Data to use:
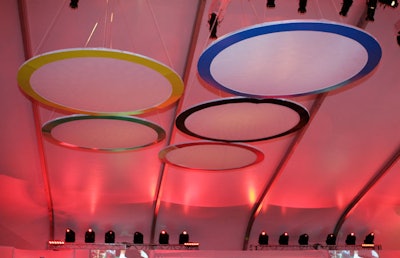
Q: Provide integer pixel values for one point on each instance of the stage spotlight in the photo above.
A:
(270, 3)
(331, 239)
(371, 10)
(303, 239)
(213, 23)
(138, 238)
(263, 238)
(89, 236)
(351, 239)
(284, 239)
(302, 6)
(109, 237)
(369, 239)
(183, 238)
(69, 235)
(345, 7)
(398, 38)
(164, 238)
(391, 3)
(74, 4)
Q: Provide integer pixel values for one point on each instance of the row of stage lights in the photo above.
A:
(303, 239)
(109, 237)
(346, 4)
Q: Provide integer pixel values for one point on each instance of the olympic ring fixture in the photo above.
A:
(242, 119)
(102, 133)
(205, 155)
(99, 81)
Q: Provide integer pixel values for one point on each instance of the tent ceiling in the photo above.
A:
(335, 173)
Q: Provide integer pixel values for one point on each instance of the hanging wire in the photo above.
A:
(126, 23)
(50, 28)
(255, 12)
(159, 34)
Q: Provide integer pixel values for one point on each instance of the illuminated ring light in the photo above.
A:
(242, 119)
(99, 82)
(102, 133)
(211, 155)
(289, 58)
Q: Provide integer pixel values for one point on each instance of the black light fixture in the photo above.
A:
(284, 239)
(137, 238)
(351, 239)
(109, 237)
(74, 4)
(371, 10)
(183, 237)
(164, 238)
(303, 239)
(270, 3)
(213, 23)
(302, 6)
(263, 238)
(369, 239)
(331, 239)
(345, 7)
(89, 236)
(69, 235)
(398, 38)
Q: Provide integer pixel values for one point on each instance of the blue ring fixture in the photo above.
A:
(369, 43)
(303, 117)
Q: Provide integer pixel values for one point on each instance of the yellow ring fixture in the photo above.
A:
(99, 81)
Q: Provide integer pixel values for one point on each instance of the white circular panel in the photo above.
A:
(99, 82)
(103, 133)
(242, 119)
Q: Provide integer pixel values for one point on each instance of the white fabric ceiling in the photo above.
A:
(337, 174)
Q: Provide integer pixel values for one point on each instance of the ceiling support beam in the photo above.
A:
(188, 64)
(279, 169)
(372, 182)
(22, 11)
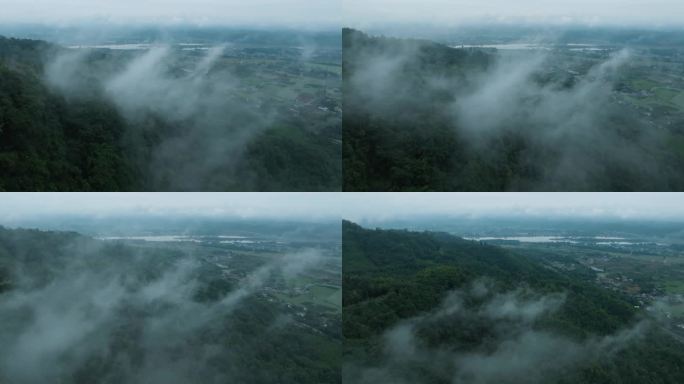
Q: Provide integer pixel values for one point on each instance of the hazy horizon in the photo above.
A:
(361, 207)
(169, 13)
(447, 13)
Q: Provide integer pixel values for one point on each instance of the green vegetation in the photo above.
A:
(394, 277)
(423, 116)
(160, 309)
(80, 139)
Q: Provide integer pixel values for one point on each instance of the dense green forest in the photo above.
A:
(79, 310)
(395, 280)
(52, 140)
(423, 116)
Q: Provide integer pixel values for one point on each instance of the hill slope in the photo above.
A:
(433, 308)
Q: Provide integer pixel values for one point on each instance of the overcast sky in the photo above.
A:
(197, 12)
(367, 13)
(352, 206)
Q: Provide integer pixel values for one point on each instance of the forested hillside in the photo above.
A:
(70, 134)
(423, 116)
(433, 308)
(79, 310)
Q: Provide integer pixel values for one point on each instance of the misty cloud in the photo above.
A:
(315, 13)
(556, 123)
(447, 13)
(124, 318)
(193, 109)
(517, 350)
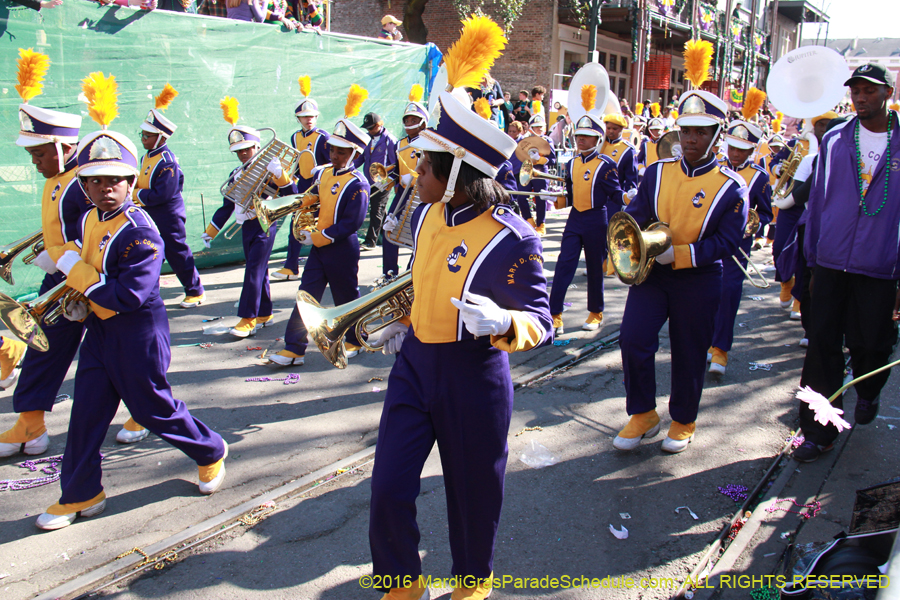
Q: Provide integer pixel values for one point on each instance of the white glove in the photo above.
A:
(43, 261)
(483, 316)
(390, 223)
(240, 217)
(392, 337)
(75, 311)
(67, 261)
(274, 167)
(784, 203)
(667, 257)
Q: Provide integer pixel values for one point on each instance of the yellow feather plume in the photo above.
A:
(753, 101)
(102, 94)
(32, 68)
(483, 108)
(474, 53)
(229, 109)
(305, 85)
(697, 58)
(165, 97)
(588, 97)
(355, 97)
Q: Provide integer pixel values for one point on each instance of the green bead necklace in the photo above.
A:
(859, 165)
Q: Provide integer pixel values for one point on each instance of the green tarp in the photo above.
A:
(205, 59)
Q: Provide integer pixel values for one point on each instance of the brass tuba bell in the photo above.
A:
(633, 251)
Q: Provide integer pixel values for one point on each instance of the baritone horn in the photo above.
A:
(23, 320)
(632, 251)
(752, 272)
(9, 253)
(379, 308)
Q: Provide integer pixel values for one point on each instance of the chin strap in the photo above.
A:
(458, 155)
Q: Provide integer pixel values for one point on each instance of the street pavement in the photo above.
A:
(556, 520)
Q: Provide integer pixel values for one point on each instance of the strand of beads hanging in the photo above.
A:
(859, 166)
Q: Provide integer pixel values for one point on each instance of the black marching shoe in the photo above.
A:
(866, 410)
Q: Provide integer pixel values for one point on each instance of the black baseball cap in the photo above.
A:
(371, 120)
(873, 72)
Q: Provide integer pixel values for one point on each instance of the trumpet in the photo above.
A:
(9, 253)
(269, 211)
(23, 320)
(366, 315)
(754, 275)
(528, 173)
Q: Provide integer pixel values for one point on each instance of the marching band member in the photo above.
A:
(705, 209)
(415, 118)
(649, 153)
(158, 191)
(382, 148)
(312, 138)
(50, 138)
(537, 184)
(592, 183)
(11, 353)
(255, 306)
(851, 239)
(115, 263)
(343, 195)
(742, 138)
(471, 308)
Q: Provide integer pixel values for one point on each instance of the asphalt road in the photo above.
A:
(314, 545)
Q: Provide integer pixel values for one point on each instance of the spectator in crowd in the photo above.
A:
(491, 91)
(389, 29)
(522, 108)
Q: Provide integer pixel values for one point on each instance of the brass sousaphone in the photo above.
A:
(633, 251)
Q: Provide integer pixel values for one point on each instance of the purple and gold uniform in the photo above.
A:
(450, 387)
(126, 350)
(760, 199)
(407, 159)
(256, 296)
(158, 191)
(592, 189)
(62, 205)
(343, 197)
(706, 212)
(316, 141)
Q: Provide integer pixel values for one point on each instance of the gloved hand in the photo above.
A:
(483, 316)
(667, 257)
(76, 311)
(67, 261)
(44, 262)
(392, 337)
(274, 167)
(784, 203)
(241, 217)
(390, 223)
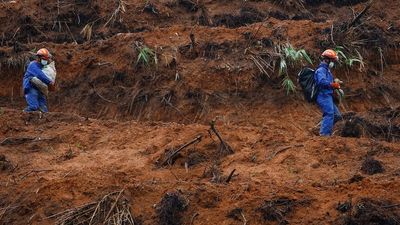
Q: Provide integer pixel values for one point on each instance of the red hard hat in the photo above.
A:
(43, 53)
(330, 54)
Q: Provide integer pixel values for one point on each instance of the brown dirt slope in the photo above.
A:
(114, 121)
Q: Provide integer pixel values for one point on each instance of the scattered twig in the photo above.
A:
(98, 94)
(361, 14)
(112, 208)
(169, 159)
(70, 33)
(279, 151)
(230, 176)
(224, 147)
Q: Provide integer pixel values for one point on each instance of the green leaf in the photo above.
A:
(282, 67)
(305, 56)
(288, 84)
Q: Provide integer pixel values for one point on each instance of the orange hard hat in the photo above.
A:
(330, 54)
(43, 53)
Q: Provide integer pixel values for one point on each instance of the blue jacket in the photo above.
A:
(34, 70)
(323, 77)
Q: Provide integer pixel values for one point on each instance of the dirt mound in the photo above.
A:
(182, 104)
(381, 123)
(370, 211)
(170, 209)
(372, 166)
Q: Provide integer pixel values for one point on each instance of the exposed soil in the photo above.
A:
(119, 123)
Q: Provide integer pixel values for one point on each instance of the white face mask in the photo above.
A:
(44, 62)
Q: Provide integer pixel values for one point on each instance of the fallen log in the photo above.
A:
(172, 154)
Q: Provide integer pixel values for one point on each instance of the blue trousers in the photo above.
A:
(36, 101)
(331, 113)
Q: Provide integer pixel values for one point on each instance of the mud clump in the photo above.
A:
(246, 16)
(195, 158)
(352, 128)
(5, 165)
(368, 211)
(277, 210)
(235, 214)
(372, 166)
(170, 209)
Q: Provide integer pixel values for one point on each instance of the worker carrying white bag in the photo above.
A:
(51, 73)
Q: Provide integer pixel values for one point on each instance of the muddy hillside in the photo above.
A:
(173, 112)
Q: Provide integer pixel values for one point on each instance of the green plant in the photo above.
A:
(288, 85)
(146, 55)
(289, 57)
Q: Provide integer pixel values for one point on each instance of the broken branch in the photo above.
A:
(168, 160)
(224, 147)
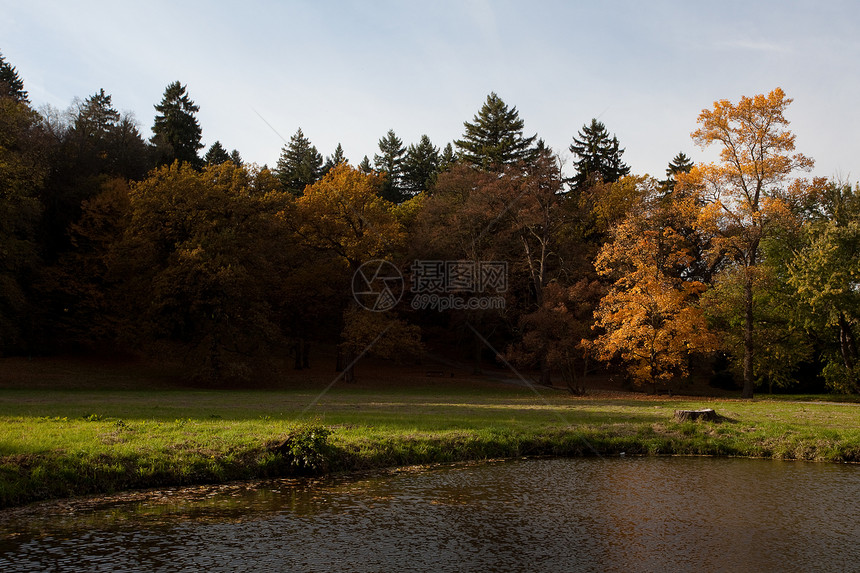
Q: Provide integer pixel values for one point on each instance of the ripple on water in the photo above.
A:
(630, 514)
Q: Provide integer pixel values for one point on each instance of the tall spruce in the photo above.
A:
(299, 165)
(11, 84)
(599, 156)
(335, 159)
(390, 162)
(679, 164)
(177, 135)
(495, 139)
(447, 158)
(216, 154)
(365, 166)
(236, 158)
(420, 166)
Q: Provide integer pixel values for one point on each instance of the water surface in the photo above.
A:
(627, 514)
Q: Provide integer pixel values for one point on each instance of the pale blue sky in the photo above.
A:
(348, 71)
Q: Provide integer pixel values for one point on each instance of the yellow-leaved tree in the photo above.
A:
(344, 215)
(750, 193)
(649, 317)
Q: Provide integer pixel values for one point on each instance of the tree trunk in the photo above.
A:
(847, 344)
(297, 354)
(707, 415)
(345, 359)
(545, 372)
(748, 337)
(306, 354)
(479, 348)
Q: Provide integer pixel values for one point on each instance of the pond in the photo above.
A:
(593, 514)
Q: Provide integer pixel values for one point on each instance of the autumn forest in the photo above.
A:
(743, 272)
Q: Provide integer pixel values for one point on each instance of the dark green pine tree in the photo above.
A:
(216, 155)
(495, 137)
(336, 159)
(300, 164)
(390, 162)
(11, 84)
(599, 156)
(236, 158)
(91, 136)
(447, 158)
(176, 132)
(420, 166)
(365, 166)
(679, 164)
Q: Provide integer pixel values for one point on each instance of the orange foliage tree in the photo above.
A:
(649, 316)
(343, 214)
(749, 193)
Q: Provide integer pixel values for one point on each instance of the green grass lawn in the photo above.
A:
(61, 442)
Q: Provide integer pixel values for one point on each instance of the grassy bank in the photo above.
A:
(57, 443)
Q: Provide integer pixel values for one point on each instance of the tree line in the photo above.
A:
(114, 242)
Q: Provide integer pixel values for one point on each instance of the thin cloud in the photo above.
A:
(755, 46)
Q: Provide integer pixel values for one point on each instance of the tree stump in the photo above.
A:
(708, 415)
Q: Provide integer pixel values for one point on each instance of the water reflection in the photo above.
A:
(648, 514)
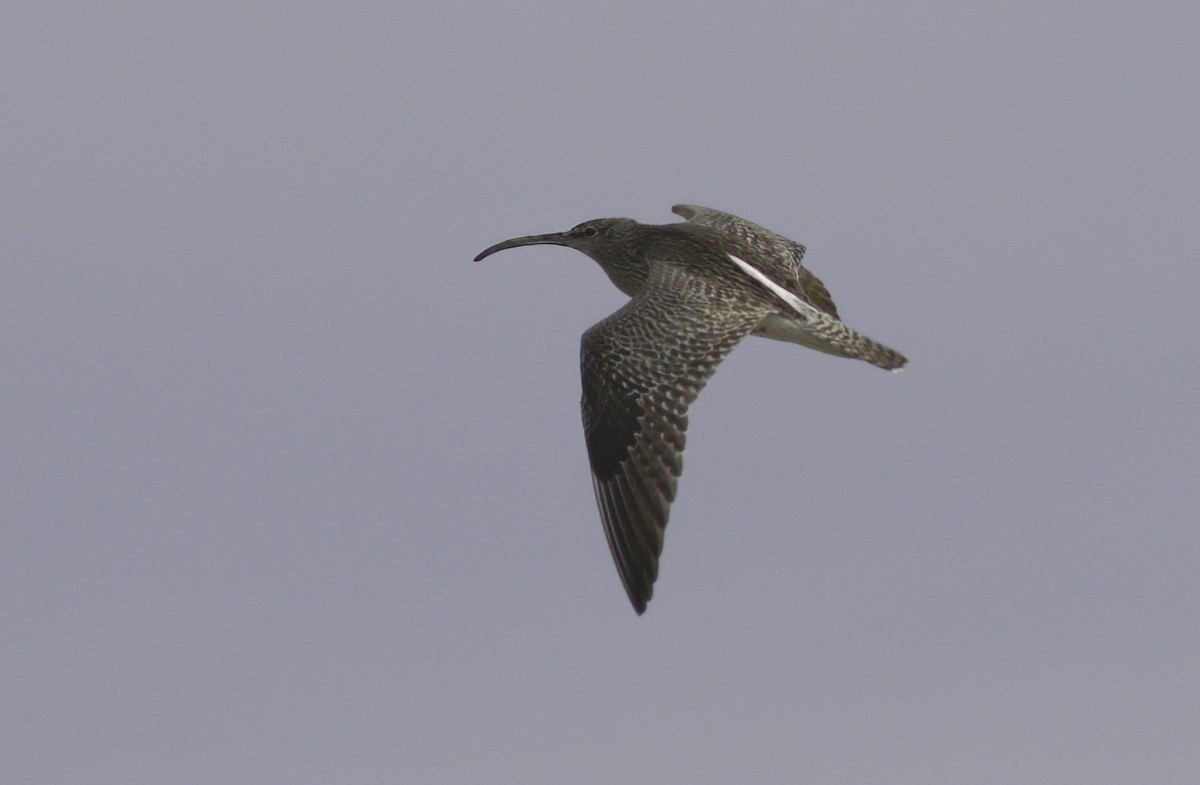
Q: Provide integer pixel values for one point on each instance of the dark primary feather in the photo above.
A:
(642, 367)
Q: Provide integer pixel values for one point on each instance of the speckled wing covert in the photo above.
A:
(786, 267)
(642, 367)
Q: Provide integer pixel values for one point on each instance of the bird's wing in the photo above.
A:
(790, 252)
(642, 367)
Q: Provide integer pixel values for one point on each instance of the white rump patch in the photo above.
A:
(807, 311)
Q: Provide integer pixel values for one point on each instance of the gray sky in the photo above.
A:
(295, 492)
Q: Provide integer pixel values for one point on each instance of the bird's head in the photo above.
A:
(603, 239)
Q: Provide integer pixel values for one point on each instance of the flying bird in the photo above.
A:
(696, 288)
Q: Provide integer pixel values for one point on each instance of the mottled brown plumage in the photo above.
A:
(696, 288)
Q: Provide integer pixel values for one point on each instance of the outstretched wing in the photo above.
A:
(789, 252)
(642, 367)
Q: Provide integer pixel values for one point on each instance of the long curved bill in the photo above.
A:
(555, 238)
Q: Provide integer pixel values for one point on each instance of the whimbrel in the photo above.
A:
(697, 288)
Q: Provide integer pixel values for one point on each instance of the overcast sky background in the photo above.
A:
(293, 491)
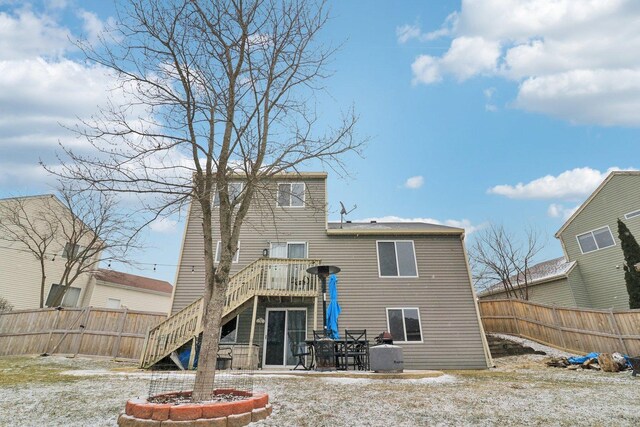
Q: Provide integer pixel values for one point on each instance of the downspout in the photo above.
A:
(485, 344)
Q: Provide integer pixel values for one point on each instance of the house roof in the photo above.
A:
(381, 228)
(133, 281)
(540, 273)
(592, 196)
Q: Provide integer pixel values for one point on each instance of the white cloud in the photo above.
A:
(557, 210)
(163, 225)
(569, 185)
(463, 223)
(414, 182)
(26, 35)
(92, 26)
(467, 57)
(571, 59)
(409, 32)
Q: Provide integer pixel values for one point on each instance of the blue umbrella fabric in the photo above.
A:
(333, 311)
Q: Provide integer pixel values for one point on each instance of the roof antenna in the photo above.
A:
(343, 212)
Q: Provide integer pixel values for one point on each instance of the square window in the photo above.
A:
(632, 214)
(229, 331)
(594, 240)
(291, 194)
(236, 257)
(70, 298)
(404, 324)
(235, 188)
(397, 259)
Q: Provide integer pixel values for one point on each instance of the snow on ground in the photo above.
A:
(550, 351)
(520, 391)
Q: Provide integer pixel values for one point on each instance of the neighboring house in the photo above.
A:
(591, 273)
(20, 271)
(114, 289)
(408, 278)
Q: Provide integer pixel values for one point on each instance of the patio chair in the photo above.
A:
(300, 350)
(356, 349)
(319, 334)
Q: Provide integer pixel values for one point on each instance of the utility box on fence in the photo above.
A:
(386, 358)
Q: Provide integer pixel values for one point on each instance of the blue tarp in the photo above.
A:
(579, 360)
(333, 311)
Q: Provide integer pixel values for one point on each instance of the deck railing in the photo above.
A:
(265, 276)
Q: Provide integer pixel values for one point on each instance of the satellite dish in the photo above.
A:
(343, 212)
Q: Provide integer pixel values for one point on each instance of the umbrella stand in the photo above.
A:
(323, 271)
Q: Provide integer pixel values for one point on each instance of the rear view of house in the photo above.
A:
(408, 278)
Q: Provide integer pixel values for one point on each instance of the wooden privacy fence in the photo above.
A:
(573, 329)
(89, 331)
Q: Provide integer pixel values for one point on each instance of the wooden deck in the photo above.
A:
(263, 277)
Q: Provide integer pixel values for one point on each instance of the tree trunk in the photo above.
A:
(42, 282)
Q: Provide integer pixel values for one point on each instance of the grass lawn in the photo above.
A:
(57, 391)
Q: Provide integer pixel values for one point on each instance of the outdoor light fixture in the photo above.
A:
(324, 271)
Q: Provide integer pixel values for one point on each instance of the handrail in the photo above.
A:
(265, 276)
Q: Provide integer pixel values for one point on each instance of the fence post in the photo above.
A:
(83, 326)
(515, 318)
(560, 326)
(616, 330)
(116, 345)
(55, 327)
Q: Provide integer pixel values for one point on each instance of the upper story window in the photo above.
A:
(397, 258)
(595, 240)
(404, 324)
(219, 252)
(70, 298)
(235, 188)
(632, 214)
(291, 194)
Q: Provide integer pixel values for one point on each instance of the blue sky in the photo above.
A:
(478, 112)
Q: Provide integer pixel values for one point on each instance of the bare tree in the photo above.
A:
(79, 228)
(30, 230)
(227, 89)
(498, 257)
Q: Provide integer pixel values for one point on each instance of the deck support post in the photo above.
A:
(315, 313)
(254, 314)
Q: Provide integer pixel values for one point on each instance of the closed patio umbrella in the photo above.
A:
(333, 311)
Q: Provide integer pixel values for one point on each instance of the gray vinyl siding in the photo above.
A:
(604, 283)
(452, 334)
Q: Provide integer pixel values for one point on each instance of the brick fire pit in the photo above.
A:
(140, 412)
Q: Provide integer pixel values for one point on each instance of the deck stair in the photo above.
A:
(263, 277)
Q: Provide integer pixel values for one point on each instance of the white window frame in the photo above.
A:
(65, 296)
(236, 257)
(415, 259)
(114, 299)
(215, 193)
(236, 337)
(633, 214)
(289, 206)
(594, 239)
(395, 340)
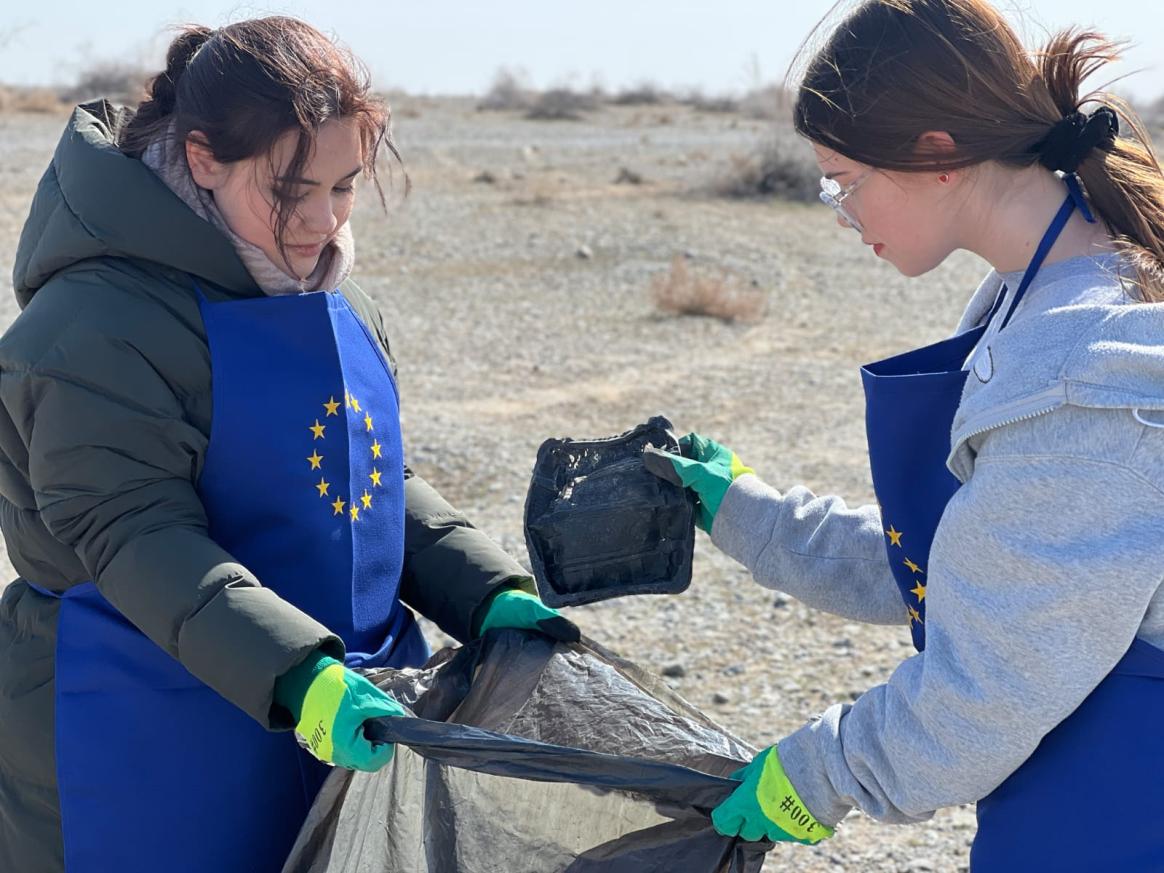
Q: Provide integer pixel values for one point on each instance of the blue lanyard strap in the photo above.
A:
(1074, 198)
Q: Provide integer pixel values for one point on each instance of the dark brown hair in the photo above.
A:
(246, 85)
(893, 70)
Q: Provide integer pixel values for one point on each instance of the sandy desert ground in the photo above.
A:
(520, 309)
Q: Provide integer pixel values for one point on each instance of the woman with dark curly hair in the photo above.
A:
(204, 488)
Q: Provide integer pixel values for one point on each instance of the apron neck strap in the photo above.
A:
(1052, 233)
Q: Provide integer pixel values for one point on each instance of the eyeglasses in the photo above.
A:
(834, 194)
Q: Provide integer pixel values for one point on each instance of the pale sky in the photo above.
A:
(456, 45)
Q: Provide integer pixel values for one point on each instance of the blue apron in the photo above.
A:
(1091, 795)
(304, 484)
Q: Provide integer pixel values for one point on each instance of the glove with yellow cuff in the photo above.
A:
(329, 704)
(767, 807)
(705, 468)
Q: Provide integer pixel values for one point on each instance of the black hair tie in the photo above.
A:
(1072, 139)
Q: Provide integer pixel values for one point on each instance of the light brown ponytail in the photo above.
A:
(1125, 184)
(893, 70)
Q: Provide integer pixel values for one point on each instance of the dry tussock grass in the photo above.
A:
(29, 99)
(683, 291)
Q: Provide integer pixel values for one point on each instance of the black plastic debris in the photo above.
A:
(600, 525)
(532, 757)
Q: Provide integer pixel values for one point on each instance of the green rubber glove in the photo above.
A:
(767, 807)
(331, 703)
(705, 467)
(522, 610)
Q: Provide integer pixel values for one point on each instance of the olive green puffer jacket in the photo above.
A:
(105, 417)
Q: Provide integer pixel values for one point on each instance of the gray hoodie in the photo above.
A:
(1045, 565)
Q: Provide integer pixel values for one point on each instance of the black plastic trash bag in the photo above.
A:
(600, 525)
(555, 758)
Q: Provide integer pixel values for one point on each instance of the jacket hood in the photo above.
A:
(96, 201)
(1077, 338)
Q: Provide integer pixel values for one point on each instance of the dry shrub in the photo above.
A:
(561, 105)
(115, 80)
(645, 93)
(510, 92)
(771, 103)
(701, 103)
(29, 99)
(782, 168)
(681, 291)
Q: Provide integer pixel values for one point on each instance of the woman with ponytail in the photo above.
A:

Directions:
Reproduce the lines from the one containing "trash bag in the photo above." to the end of the entries, keeping both ends and adding nothing.

Right answer:
Q: Provide integer pixel values for one point on each instance of the black plastic trash bag in the photo above.
A:
(600, 525)
(555, 758)
Q: Provide integer pixel values for one point on each instance of the jacket hood in the photo above.
A:
(96, 201)
(1077, 338)
Q: Provide integer pixel values for one point on each instance of the dry shrub in the photo above.
A:
(561, 105)
(115, 80)
(645, 93)
(510, 92)
(771, 103)
(701, 103)
(29, 99)
(782, 168)
(681, 291)
Q: Provide integer pixel values for one point on each instance of the woman with ponytail in the photo above.
A:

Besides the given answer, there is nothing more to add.